» Text excerpt:
_ _ _ _

Discussion board post for NURS623 Clinical Teaching in Nursing, posted on May 15 2023. Post is in response to discussion about the qualifications of clinical teachers and challenges of teaching in the field of nursing.


I had been thinking about how important knowing how to teach actually is for individuals who are assigned preceptor or trainer roles. Given the current staffing conditions, it often falls to new staff to train other new staff, and even senior nursing staff only have an average of 2.5 years of nursing experience. As we lose profound experience, we risk a workforce that does not have the competency to teach, nor the maturity required to facilitate teaching.

Perhaps part of the issue is that there are not enough appropriately trained teachers available in the workforce to assign to these roles. I have worked in an emergency department where the job requirement for their nursing Educator position was a Master's degree, but they ended up having to hire someone who had not even applied for a Master's program yet, because of a lack of qualified candidates. The staffing realities make it challenging to find qualified individuals, and financial issues often make it difficult for nurses to pursue higher education to get this training.

_ _ _ _

» Extracted material:
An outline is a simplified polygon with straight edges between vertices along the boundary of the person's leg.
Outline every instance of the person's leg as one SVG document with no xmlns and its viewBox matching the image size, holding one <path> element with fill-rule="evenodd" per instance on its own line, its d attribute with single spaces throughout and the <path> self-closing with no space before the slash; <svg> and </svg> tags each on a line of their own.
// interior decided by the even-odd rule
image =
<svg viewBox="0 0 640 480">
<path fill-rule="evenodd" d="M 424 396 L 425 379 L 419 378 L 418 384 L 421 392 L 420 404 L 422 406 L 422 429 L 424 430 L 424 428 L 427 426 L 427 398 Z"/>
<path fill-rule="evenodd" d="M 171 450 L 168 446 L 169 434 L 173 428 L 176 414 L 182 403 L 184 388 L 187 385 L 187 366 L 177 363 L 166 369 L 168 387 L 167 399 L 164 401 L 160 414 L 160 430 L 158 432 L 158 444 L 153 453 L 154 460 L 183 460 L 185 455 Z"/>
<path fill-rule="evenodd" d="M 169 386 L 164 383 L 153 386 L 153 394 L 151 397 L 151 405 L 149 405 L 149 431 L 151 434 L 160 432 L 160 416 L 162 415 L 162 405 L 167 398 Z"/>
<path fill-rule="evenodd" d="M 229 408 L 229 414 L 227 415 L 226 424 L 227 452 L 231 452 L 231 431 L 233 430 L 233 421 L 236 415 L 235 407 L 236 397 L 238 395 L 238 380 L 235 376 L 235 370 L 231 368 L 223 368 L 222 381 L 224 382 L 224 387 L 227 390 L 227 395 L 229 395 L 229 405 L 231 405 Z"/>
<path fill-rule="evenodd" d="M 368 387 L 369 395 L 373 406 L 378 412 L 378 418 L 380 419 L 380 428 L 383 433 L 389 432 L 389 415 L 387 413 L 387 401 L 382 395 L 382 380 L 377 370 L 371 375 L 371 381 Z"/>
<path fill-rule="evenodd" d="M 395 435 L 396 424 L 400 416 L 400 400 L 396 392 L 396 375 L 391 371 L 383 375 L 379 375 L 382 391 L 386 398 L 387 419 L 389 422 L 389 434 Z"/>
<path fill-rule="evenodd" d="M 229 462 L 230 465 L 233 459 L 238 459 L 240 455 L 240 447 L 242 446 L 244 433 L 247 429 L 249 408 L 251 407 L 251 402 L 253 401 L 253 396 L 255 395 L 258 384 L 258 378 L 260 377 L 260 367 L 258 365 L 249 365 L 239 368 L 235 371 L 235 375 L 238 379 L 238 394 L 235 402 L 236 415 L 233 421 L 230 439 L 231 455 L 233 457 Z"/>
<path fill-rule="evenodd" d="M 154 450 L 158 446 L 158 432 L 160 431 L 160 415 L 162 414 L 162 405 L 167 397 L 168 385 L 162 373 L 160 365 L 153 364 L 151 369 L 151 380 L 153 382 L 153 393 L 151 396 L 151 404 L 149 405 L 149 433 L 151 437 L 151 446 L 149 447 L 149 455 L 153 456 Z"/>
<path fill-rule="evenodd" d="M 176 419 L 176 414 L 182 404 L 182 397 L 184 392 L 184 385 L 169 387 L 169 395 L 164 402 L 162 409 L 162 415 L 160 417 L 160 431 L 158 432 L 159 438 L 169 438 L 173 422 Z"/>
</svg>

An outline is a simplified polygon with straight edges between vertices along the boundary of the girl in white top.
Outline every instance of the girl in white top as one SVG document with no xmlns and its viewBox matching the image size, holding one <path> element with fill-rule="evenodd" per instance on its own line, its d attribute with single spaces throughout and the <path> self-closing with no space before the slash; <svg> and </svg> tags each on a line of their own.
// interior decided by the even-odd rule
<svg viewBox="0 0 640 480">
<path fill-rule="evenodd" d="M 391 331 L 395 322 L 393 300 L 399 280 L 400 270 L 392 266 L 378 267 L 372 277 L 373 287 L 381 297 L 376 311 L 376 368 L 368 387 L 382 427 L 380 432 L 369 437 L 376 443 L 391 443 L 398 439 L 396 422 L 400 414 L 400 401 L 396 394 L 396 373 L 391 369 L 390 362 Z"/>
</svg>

_ _ _ _

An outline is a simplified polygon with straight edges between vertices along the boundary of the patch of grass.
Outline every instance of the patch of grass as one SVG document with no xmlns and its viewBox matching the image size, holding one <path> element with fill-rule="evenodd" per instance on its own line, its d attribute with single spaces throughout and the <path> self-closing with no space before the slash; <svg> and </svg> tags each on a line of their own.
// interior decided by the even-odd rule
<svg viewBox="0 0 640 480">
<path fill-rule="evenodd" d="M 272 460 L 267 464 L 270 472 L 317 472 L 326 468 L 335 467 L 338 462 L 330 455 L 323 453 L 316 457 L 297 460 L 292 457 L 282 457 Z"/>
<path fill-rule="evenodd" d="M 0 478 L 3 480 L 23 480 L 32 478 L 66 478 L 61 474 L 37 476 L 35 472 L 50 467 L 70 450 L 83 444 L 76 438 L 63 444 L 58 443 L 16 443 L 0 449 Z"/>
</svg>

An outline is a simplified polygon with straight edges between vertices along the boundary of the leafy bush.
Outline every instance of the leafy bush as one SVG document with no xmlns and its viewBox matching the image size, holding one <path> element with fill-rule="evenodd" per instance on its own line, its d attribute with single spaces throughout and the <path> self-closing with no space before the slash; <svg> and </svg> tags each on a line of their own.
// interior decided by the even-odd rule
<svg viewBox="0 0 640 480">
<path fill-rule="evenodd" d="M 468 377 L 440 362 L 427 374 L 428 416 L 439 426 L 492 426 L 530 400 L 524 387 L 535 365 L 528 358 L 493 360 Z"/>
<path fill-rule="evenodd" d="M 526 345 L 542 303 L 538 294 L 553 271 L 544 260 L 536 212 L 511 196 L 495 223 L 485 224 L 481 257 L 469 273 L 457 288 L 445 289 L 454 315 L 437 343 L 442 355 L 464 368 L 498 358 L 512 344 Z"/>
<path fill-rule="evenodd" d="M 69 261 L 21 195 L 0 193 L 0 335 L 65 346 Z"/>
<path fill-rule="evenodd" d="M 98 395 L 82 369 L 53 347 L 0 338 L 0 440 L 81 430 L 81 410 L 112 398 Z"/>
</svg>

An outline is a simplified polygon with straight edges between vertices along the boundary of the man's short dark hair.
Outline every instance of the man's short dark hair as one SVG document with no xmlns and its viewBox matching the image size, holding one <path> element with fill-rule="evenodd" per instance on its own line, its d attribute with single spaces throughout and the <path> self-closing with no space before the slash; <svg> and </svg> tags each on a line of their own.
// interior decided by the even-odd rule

_ _ _ _

» Prompt 1:
According to the discussion post about clinical teachers in nursing, how much nursing experience do senior nursing staff have on average?
» Prompt 2:
Extend the discussion post about clinical teachers in nursing, picking up after its last paragraph.

» Expected answer 1:
An average of 2.5 years.

» Expected answer 2:
I think another part of the issue is that the necessity for properly trained clinical educators and preceptors is not appreciated enough. I find this ironic because clinical teachers are actually teaching higher-level thinking. Per Bloom's taxonomy, lower-level learning involves remembering and understanding concepts, and applying them; higher-level learning involves analysis and evaluation of knowledge, and eventually the creation of knowledge at the highest level (Bloom, 1956).

Theory courses can prepare and evaluate nursing students at the lower-level categories, but it is clinical teaching that addresses higher-level learning. When students are immersed in the clinical environment, analyzing patient conditions, communication and interdisciplinary care delivery, rationalizing and evaluating their interventions, and ultimately creating their own care plans or innovative ideas for care delivery/patient management -- that is when students are engaging in higher-level learning.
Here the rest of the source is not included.